Data for this task:
※ ※ ※
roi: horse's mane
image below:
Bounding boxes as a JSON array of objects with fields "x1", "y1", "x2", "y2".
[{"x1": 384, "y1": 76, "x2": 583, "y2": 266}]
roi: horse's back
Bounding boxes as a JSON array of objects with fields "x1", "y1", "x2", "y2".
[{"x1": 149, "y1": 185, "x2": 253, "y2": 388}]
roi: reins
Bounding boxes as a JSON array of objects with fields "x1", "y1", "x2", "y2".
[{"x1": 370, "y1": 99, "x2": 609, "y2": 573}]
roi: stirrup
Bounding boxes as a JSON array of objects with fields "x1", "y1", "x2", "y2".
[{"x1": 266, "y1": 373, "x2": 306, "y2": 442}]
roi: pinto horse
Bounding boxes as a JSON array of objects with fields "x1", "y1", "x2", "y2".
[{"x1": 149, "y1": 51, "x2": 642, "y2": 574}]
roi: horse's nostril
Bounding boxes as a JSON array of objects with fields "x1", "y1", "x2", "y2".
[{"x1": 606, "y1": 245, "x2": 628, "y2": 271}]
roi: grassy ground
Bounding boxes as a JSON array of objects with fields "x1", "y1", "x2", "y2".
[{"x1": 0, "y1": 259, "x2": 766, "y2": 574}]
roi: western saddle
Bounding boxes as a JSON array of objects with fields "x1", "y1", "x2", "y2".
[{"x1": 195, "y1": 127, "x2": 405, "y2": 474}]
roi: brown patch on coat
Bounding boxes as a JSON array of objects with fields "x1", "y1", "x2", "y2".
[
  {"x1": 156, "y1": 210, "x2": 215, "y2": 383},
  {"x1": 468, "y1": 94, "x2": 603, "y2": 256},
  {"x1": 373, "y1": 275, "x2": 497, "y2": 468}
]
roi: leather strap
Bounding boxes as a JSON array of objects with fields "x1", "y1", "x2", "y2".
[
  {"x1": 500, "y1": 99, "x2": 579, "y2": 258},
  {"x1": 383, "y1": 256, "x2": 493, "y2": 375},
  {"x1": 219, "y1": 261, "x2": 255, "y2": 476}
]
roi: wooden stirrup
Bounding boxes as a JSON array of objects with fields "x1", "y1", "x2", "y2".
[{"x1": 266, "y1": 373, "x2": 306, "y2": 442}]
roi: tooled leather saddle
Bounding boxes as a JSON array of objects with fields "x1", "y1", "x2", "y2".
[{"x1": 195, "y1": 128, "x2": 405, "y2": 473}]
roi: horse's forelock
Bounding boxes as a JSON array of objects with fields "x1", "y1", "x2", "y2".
※ ※ ※
What you need to do: Starting at the line that contains "roi: brown patch on coat" and ending at the last line of the records, rewrite every line, requests included, scaling each bounding-box coordinate in the answers by 2.1 and rounding it to a whole number, with halves rounded up. Give only those lines.

Response to this exercise:
roi: brown patch on coat
Bounding boxes as a JSON array of objects with fields "x1", "y1", "x2", "y2".
[
  {"x1": 328, "y1": 441, "x2": 452, "y2": 804},
  {"x1": 983, "y1": 197, "x2": 1266, "y2": 538},
  {"x1": 783, "y1": 578, "x2": 1044, "y2": 983}
]
roi: leather strap
Bounding boxes as a JSON array of objects with fields "x1", "y1", "x2", "y2".
[
  {"x1": 1050, "y1": 208, "x2": 1216, "y2": 542},
  {"x1": 804, "y1": 538, "x2": 1035, "y2": 788},
  {"x1": 460, "y1": 548, "x2": 536, "y2": 1000}
]
roi: wooden stirrup
Bounding boxes as a JSON array of objects with fields "x1", "y1", "x2", "y2".
[{"x1": 559, "y1": 783, "x2": 643, "y2": 928}]
roi: tooled leather saddle
Bounding boxes as a JSON array of objects with fields "x1", "y1", "x2", "y2".
[{"x1": 410, "y1": 269, "x2": 851, "y2": 993}]
roi: horse's forelock
Bounding boxes as a JSON array of objects with fields "x1", "y1", "x2", "y2".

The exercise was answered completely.